**Data supplied:**

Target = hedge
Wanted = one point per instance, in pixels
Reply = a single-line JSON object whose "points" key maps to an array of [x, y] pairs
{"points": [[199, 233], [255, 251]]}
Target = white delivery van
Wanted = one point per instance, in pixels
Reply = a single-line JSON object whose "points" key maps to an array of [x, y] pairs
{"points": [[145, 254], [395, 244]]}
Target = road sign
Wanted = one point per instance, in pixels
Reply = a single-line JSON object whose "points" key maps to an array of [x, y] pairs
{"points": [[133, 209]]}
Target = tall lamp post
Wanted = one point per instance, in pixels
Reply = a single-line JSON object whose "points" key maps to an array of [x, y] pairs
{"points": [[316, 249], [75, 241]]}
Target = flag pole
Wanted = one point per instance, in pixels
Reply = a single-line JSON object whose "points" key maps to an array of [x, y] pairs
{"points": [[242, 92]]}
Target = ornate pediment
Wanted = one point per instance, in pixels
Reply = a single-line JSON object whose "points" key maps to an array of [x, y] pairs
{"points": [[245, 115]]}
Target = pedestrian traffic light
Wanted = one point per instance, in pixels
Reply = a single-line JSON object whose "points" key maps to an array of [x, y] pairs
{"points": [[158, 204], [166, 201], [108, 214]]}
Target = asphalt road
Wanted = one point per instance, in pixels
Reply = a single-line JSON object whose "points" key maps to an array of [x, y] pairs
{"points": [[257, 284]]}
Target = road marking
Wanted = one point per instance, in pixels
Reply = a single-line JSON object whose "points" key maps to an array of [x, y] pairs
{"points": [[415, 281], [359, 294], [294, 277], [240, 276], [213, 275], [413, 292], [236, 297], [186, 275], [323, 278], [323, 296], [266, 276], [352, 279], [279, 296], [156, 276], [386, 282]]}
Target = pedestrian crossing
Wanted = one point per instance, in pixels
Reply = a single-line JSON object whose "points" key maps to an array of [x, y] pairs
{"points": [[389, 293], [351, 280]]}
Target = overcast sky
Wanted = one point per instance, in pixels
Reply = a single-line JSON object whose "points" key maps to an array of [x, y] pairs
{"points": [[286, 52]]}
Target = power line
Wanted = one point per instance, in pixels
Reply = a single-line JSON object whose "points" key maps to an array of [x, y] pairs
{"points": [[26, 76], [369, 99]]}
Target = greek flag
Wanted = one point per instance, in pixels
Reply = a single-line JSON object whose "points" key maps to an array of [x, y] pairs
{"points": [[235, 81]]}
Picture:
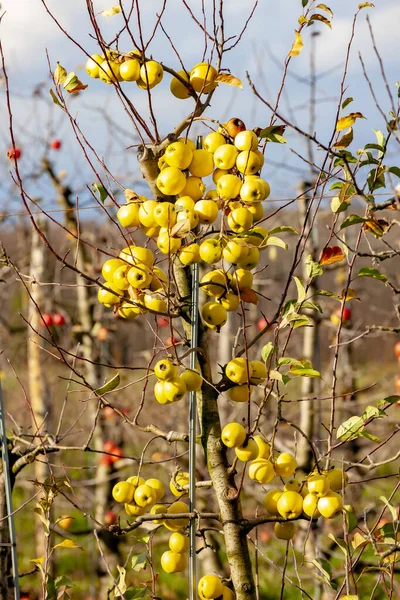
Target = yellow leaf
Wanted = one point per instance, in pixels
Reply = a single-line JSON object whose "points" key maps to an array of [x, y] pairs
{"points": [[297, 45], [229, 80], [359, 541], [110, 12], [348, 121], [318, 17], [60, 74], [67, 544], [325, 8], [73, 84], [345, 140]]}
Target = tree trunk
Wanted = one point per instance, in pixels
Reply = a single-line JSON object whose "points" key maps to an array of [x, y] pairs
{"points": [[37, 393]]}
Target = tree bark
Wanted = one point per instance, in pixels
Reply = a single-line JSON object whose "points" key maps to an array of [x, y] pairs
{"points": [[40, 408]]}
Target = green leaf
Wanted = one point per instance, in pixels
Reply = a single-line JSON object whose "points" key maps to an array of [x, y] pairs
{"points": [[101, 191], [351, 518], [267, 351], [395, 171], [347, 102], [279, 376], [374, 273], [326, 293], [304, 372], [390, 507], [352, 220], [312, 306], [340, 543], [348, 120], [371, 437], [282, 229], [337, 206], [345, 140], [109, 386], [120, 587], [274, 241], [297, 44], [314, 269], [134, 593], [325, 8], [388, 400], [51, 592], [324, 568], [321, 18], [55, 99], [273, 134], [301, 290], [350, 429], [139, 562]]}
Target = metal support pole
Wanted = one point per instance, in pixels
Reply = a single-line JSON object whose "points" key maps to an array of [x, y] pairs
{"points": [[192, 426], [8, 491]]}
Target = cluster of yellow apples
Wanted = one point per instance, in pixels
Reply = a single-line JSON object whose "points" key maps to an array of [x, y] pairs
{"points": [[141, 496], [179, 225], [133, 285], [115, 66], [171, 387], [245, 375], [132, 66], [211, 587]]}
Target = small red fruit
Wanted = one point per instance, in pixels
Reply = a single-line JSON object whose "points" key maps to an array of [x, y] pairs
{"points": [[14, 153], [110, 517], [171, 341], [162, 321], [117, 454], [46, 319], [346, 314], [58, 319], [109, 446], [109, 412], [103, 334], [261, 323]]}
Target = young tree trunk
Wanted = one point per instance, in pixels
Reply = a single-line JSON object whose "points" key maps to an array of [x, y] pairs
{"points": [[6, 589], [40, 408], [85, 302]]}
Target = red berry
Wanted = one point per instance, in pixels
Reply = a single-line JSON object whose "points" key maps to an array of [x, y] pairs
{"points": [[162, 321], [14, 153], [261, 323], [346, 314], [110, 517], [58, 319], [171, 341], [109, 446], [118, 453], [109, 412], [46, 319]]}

---

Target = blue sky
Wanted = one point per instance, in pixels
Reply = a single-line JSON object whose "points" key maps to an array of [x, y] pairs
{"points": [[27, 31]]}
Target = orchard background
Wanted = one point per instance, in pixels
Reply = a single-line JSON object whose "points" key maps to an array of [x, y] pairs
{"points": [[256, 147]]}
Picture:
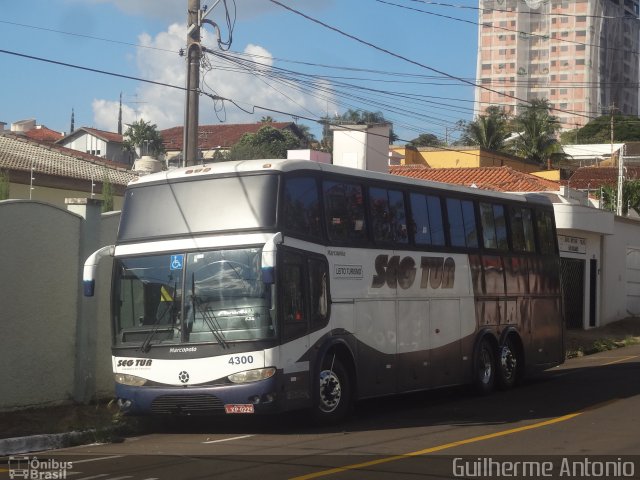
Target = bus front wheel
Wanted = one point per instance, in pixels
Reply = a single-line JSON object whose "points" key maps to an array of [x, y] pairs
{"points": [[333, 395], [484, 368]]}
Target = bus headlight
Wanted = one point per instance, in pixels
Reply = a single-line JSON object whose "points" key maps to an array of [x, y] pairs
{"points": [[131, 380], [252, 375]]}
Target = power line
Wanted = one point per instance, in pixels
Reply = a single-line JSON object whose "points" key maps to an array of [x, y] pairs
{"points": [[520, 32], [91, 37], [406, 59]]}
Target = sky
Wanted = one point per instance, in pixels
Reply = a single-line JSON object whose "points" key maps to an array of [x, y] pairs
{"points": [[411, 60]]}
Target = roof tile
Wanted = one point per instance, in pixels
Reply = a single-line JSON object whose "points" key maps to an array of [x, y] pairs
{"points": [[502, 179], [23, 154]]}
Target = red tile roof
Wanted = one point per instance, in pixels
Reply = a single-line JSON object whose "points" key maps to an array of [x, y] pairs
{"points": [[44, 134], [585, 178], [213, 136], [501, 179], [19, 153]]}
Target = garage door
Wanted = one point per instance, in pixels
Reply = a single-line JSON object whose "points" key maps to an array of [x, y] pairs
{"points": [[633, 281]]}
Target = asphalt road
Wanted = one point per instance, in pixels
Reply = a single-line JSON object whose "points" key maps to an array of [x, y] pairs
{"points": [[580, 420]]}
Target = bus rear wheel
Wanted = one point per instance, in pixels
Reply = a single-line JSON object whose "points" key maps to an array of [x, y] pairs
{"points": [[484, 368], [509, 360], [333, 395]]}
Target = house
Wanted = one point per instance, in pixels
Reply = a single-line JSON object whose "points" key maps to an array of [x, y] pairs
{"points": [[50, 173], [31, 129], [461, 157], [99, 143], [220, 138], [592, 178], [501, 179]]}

---

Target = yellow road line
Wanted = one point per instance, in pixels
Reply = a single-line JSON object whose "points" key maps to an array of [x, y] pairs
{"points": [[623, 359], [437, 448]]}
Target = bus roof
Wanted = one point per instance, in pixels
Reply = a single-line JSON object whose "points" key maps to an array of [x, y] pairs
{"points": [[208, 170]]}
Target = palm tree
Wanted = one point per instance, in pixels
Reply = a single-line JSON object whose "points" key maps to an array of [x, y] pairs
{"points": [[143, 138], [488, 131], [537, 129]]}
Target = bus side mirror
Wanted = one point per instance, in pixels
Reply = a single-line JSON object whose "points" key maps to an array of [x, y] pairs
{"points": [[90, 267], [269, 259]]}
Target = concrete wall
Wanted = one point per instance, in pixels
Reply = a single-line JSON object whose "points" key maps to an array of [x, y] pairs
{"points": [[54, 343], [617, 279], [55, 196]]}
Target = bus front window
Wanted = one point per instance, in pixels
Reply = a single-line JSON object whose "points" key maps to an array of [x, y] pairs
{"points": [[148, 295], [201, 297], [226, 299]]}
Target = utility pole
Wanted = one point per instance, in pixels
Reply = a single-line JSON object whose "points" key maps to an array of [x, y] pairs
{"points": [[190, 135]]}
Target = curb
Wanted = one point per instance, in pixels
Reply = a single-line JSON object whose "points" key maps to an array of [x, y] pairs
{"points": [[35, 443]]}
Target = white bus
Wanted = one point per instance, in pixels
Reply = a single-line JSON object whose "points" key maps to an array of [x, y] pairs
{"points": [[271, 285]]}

**Work to be completed:** Using the entries above, work out the number of lines containing the string "pedestrian", and supply only that number.

**Task output:** 2